What is needed:
Reproduce every line of the entries below verbatim, omitting the pictures.

Source records
------------------------

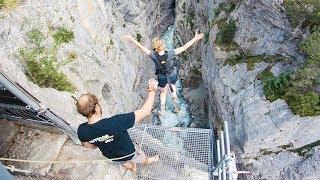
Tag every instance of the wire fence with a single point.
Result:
(184, 153)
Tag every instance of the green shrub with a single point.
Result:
(72, 56)
(63, 36)
(41, 70)
(311, 46)
(35, 36)
(304, 149)
(42, 64)
(190, 19)
(252, 60)
(226, 34)
(274, 87)
(305, 11)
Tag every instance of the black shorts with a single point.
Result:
(162, 79)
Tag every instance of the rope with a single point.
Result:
(76, 161)
(66, 162)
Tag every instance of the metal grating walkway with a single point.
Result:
(183, 152)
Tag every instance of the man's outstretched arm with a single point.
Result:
(145, 110)
(139, 45)
(197, 37)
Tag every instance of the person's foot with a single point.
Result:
(176, 100)
(152, 160)
(162, 111)
(176, 110)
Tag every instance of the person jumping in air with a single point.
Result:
(110, 135)
(166, 73)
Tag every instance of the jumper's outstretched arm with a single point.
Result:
(139, 45)
(197, 37)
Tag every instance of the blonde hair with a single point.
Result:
(158, 44)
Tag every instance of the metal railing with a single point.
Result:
(34, 111)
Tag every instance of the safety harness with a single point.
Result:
(164, 65)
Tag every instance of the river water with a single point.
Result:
(171, 119)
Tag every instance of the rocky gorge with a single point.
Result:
(247, 44)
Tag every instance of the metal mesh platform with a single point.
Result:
(184, 153)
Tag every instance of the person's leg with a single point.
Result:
(173, 80)
(128, 165)
(163, 97)
(141, 158)
(174, 93)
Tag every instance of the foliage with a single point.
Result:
(304, 149)
(312, 48)
(41, 69)
(274, 87)
(42, 65)
(305, 11)
(226, 34)
(72, 56)
(63, 36)
(190, 19)
(35, 36)
(252, 60)
(301, 88)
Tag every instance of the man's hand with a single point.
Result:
(146, 109)
(153, 84)
(198, 35)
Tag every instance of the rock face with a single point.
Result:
(263, 134)
(33, 144)
(105, 65)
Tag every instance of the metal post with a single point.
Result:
(224, 176)
(34, 104)
(226, 132)
(218, 157)
(4, 174)
(211, 154)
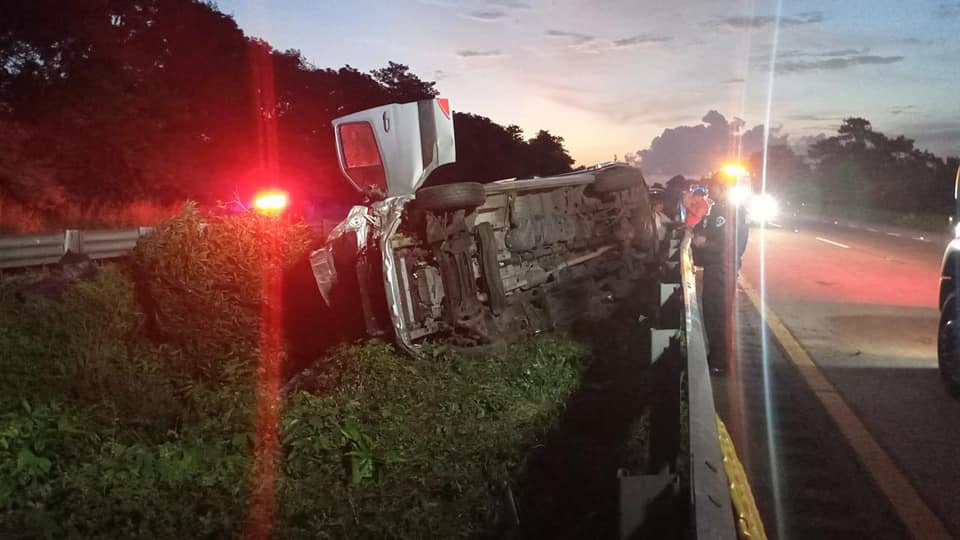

------------------------

Solution below:
Tag every instance of the wire fence with a single point.
Result:
(184, 153)
Tag every instance of the green shrub with a single point.
Result:
(72, 56)
(63, 36)
(41, 70)
(311, 46)
(35, 36)
(304, 149)
(42, 64)
(190, 19)
(252, 60)
(226, 34)
(274, 87)
(305, 11)
Tag every instance of the black shorts with a single point.
Result:
(162, 79)
Tag every instance of the rope with a single point.
Result:
(76, 161)
(66, 162)
Tag every instance of the metal grating walkway with a single point.
Result:
(183, 152)
Tag every instance of the man's outstretched arm with a single point.
Result:
(145, 110)
(139, 45)
(197, 37)
Tag every instance of the person's foot with a single point.
Result:
(176, 100)
(152, 160)
(162, 111)
(176, 110)
Tag every instance of the person jumping in air with a single point.
Result:
(110, 135)
(166, 73)
Tag every instance of the jumper's outstretched arm with a single point.
Result:
(139, 45)
(197, 37)
Tag every instance of the blonde hair with a single point.
Result:
(158, 44)
Tag every instance of the metal railing with a single point.
Result:
(34, 111)
Tag every instance of the safety harness with a single point.
Result:
(164, 65)
Tag every instance of the river water with a single point.
Result:
(171, 119)
Tag every instance of the rocky gorge with a single point.
Result:
(247, 44)
Tag every instance of the metal mesh platform with a single point.
Result:
(184, 153)
Tag every instance of the person's leg with a single point.
Result:
(173, 80)
(128, 165)
(163, 97)
(141, 158)
(174, 93)
Tag every instance of the foliage with a single point.
Result:
(304, 149)
(312, 48)
(41, 69)
(274, 87)
(42, 65)
(305, 11)
(226, 34)
(72, 56)
(63, 36)
(190, 19)
(35, 36)
(252, 60)
(301, 88)
Tag every instance of the man's hand with a single point.
Result:
(146, 109)
(153, 84)
(198, 35)
Tag every instance of the rock face with a single point.
Result:
(263, 134)
(33, 144)
(105, 65)
Tag every instance of the metal post with a single point.
Result:
(224, 176)
(34, 104)
(226, 132)
(218, 157)
(4, 174)
(211, 154)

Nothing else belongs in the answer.